• _Tarefa do exercício 1_:
Selecione todas as linhas das entradas que contêm a palavra "tree".

• _Texto fornecido_:
****

MEMÓRIA REVISITADA
Reminiscência dupla: De minha infância e de um outro momento.
Meu projeto de menina era ser escritora. Sonhava e viajava nos livros, minha forma de escapar a um dia-a-dia que, com palavras generosas, posso descrever como mortalmente chato, na Tijuca de trinta e tantos anos atrás.
Lá, se combinava sapato com bolsa, comia-se frango com macarrão no almoço de família aos domingos, estudava-se em colégio de freiras, usavam-se vestidos feitos pela avó ou pela costureira da família, em geral, uma senhora viúva que contornava a penúria com os dons da agulha.
Meninas de boa família jamais eram rebeldes, mas filhas de Maria, como a prima modelo.
Dentro das casas meninas de família tinham aulas de bordado e piano, atormentando a todos e a si mesmas com escalas monótonas, repetidas boa parte da tarde. O bordado da toalha, já amassada e marcada de mãos, era desmanchado, para ser refeito, com mais capricho. Fora delas, os meninos soltavam pipas, jogavam bola, brigavam, brincavam, se divertiam, com shorts, sem camisa, descalços.

****

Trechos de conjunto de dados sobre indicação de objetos
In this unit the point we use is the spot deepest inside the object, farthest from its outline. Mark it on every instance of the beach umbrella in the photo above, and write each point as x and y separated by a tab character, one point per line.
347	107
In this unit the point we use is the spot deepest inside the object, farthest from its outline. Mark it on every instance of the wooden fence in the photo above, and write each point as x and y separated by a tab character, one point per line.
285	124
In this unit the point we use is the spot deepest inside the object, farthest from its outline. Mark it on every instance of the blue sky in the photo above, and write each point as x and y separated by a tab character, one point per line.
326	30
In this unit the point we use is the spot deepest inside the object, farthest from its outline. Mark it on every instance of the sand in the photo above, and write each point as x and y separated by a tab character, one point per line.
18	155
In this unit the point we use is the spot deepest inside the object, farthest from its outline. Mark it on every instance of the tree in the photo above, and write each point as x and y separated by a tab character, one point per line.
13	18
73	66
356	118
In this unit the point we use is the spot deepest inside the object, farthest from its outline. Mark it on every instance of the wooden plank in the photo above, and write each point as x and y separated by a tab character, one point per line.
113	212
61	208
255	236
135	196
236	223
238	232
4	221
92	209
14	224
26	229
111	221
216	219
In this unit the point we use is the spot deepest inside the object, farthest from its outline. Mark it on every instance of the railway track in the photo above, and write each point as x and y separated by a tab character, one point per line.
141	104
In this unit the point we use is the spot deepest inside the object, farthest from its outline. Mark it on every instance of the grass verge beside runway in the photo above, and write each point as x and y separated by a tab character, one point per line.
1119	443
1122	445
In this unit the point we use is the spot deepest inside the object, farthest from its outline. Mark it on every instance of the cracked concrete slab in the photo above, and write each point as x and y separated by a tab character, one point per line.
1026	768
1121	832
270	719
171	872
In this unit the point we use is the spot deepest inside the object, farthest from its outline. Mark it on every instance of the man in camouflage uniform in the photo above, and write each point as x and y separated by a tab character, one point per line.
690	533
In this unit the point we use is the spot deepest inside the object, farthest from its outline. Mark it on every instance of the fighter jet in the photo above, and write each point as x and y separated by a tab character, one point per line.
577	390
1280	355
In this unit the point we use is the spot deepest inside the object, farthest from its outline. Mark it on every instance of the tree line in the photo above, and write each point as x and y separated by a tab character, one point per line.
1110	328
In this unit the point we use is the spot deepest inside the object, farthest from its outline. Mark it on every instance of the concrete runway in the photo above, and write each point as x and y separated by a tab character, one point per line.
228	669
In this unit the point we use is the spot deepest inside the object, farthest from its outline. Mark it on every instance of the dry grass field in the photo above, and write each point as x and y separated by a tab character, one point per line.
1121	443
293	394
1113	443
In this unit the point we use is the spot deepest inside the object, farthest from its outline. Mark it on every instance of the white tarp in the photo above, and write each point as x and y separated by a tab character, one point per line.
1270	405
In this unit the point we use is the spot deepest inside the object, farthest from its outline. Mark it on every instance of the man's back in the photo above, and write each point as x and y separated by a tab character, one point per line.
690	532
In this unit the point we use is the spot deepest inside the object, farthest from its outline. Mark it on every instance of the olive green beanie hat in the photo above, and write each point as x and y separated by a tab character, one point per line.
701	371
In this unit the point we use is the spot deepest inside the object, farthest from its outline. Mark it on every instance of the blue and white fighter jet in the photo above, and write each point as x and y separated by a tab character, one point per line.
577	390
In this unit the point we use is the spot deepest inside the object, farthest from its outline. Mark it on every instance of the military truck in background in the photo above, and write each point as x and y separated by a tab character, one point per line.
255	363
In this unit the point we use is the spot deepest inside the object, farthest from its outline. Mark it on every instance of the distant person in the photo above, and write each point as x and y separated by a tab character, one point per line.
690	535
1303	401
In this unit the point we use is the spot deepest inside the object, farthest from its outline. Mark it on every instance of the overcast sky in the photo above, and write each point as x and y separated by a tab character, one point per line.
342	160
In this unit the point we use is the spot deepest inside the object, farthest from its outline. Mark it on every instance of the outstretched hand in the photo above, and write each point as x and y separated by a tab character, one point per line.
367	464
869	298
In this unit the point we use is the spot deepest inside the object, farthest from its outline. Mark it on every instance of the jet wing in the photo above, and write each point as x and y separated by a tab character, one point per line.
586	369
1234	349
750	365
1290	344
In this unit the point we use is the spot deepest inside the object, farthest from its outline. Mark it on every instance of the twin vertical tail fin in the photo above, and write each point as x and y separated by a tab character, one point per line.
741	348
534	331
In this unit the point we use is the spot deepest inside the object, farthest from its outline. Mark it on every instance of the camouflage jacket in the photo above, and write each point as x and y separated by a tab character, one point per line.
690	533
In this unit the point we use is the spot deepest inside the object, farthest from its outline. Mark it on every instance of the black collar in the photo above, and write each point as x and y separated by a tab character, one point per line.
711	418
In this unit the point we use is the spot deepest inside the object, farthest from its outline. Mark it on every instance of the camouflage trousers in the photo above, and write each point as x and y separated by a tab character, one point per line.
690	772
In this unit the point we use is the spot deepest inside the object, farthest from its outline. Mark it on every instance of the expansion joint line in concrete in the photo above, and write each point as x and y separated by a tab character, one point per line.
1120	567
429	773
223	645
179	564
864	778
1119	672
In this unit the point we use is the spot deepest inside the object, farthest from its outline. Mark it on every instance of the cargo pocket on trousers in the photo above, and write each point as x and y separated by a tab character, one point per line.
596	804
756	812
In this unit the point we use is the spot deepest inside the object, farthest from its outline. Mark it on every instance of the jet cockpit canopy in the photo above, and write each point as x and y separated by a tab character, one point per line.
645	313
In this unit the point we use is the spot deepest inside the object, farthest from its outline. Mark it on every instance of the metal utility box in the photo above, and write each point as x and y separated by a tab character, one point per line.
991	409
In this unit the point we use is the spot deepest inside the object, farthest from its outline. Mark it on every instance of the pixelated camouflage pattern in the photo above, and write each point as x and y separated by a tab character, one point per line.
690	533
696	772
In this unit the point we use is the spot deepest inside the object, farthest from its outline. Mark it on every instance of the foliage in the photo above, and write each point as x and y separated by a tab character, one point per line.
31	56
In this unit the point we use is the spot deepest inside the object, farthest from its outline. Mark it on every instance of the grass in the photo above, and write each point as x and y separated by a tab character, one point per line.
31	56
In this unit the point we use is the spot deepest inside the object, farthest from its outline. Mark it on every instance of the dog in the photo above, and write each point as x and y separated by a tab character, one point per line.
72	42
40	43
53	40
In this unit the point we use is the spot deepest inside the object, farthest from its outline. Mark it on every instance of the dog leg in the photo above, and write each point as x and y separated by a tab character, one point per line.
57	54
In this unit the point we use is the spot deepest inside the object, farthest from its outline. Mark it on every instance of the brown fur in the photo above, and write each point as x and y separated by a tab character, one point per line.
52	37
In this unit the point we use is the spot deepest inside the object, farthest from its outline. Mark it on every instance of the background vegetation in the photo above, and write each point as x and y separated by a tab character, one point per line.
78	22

****

• _Tarefa do exercício 2_:
De acordo com o texto sobre a infância na Tijuca, o que se comia no almoço de família aos domingos?

• _Resposta correta 1_:
In this unit the point we use is the spot deepest inside the object, farthest from its outline. Mark it on every instance of the tree in the photo above, and write each point as x and y separated by a tab character, one point per line.
In this unit the point we use is the spot deepest inside the object, farthest from its outline. Mark it on every instance of the tree line in the photo above, and write each point as x and y separated by a tab character, one point per line.

• _Resposta correta 2_:
Frango com macarrão.